- [EXERCISE BRIEF]:
Only the pictures are dropped. Restate each line below word for word.
+--
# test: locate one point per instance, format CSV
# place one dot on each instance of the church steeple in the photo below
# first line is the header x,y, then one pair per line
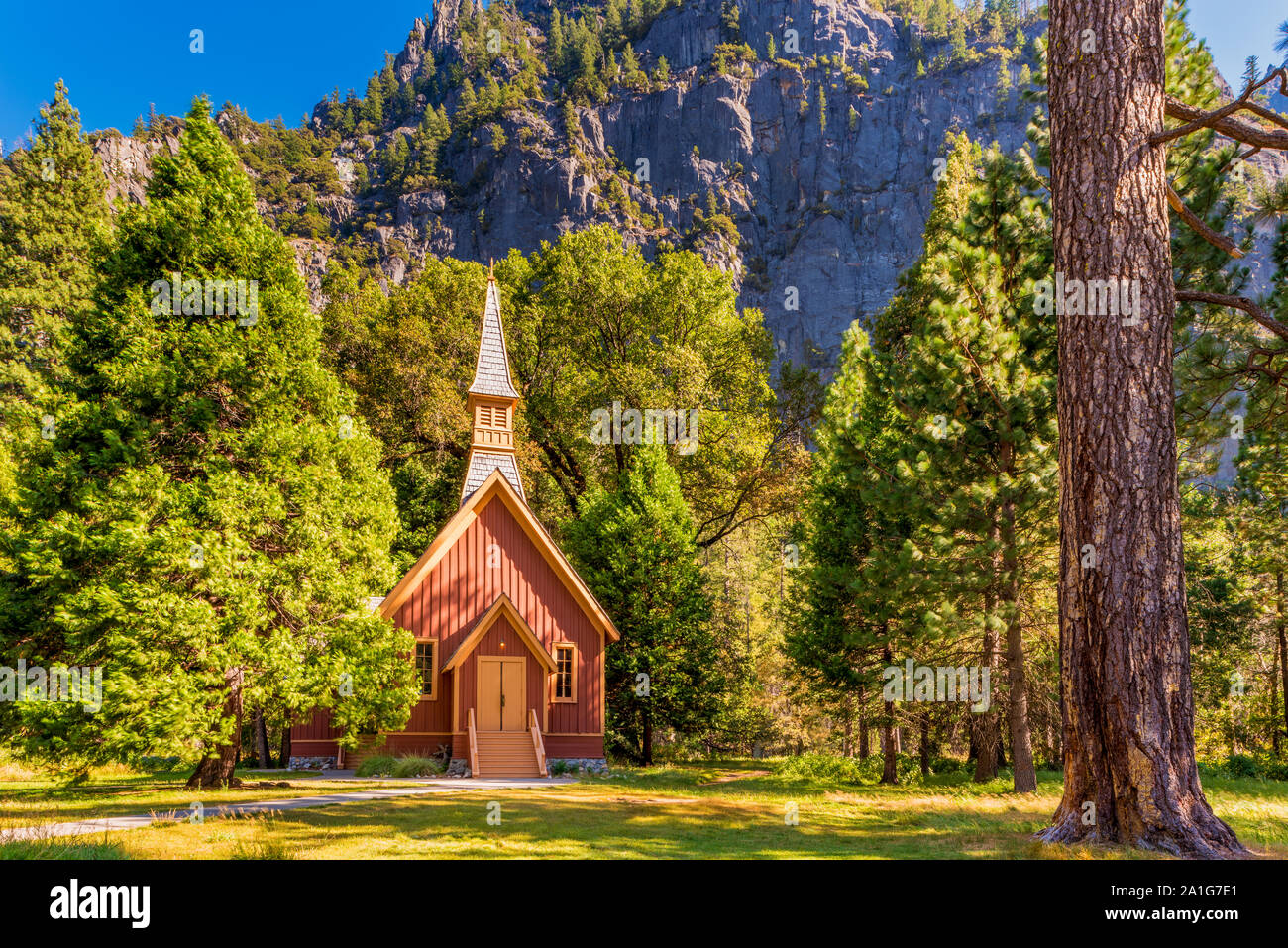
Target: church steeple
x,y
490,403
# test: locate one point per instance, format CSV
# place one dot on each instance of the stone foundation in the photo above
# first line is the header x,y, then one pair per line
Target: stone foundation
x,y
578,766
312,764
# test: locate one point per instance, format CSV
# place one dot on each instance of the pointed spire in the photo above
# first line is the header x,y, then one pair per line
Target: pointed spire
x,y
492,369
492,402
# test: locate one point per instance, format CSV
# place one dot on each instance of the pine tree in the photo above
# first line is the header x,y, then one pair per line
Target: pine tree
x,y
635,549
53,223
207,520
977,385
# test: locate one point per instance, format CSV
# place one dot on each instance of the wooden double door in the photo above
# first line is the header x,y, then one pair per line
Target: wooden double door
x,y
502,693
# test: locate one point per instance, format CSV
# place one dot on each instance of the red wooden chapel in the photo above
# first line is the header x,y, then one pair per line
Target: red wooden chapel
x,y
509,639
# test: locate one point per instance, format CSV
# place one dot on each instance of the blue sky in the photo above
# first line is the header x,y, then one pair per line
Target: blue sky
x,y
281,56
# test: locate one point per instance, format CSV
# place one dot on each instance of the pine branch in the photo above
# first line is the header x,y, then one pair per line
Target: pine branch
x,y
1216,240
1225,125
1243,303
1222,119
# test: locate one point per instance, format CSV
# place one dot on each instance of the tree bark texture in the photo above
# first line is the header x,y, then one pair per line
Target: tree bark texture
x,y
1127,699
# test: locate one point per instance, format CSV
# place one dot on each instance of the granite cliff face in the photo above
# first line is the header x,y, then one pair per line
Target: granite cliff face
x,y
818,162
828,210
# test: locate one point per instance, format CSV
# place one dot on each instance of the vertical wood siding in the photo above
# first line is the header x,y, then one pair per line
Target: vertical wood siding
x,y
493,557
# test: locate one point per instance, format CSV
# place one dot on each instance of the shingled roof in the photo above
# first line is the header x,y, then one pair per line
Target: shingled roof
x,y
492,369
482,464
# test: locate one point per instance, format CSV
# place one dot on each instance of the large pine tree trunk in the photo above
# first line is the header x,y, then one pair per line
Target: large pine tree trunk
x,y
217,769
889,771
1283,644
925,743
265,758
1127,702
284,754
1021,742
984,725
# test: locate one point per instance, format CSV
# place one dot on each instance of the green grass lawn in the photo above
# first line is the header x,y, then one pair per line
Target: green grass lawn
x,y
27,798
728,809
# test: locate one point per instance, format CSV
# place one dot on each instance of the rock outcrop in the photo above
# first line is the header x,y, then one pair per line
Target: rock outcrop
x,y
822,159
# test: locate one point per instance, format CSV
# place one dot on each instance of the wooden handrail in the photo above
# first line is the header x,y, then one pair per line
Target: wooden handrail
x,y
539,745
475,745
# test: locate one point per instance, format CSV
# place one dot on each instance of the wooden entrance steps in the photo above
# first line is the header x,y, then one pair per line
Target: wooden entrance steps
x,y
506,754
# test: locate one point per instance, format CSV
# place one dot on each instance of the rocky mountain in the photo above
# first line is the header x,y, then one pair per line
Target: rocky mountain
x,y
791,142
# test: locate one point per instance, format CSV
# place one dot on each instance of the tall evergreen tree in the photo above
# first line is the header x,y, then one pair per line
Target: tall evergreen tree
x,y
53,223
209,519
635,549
+--
- [ANSWER]:
# test: locate one point per instance, format CSV
# place one dot on each instance of the church steeple in the photo below
# first line is the header x,y, then one pair per line
Target: church steeple
x,y
490,403
# test: locate one point per instance, format CSV
# place one dot on each instance of the stone foundation in the photo above
# first line is the header x,y, then one pair per line
Target: stone foundation
x,y
578,766
312,764
# test: locate one point per instance, format CSV
# place one dot on each instance of the pointed spire in the photo above
# first line is the header x,y, then one pair per line
Target: pointed spire
x,y
492,369
492,402
# test: locate one point per instance, format CSV
# place one dot on each instance of the pine tree in the photo above
# first line is the header x,y, then one pair per line
Target: pine tree
x,y
635,549
53,223
207,520
977,385
# test: locate one point per instance, format CSV
# place one dot on each instance of the wooden double door in the photo above
# first line is the header x,y, then one pair per line
Target: wooden double door
x,y
502,693
# test: locate one point per instance, format CSV
# place one dot on each instance of the red wooden chapel in the photo above
# first line is the header x,y, then one pair per line
Target: red wooden chapel
x,y
509,639
# test: locate one point per instance, format CSV
# place one dot on each instance of the blue sky in the photo above
# first line is the header x,y, then one pair per line
Target: blue sky
x,y
281,56
# test: locate one point per instance, format CSV
# place one dot on each instance of the pine branch in the photo above
# first line is the header x,y, then one pair per line
Target: pine branch
x,y
1216,240
1225,125
1243,303
1222,119
# test: locate one point per instance, format CSV
# place one dot on each instance of the tree bark texture in the photo above
# first line is the header x,y, then one pair per line
Target: tree bark texture
x,y
1127,699
# test: locate one point per instance, format CSV
# place one dot on each instance of the granite cliff face in the photo above
# first line is the header x,y, then one pair per line
Target: granite cliff face
x,y
818,162
828,210
# test: locate one point per instance, format CSV
# place one dot on each instance of the vertical wood siding in the photo above
# first line is the header x,y, then one pair per line
Target: vertical wood siding
x,y
493,557
# test: locate one point per instance, format CSV
# place one dot on each instance of the shingled roof in the photo above
# first line is the header x,y, then one pair per line
Target: shingled roof
x,y
492,369
482,464
# test: locate one point per instance, format CSV
# place one dot on each instance of the large pine tree trunk in the photo above
# first line is the header x,y, then one pair per line
Target: large pine tree trunk
x,y
217,769
889,771
1283,644
925,743
265,758
1127,702
284,754
1021,742
984,725
# test: locate one point per instance, format CSV
# place one dot on each instance of the green grass lawn in the photo above
# first line is the header x,y, then one pair per line
Target: green grass lawn
x,y
27,798
728,809
# test: locate one point per instance, format CSV
# place one dot on each instance of the rock outcrop in the photo above
# first line is the header x,y, then one pair per line
Target: rock outcrop
x,y
822,159
# test: locate one point per instance, format CSV
# place one dot on each instance of the wooden handrail in the photo above
# first line is the header x,y, then one pair per line
Target: wooden handrail
x,y
539,745
475,745
# test: locate one point per instance, format CSV
# place one dot on each instance of the wooden entrance steps in the photo above
# first line is the header x,y, then one pair per line
Target: wooden entrance steps
x,y
506,754
# test: locate one point per instance, format CSV
# place one dot on each instance of the rocky mountain in the photo above
# first line is the header x,y, then one pair per line
Target: rocky mountain
x,y
791,142
# test: locate one point per instance, format CSV
# place one dot on each instance of the tall evergreen tree in the photo above
# first line is the header x,y, then one pair per line
Target: tall evergreen tree
x,y
53,223
209,519
635,549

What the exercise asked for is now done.